Filter the data below, keeping each line that contains the string "separated" and copying it unchanged. Matching is case-sensitive.
================
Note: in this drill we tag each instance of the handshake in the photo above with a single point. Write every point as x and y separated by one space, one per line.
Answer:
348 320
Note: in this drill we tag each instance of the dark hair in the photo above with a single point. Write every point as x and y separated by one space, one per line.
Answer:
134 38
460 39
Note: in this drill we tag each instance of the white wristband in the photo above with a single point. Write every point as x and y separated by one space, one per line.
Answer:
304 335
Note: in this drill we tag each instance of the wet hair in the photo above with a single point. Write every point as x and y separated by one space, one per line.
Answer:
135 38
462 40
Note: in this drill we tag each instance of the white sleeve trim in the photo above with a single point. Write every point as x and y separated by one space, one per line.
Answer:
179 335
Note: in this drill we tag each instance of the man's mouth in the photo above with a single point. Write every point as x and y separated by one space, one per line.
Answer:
================
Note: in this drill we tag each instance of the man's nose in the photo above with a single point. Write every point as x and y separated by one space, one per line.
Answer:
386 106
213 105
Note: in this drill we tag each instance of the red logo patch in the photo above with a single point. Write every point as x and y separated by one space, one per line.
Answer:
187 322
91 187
================
• Written solution
Note: in this drill we tag each instance of the handshake in the photo above with a single point. Write every point as x and y separated by one space, one per line.
Note: in this drill we tag each instance of the dark hair in the photo above with a single point. Write every point as x and y separated by one space, one per line.
Note: in this drill we tag each instance of the white wristband in the photo above with a single point. Write every point as x and y separated by one space, one per line.
Note: in this drill we tag each instance of the wet hair in the photo above with a single point. Write every point as x and y separated by one space, one per line.
Note: in this drill we tag each instance of the white sleeve trim in the photo above with a single point. Write every point as x and y separated by one space, one per line.
Note: in this drill we tag each instance of the man's mouth in the photo above with a single point. Write every point as x and y separated by one space, one per line.
Note: in this drill we tag each instance of the man's nose in the photo above with a single point. Write every point as x and y separated by one space, one per line.
Note: in this drill we tag each instance of the red logo patch in the photo above with a single point. Write every point as x and y separated by one space, one per line.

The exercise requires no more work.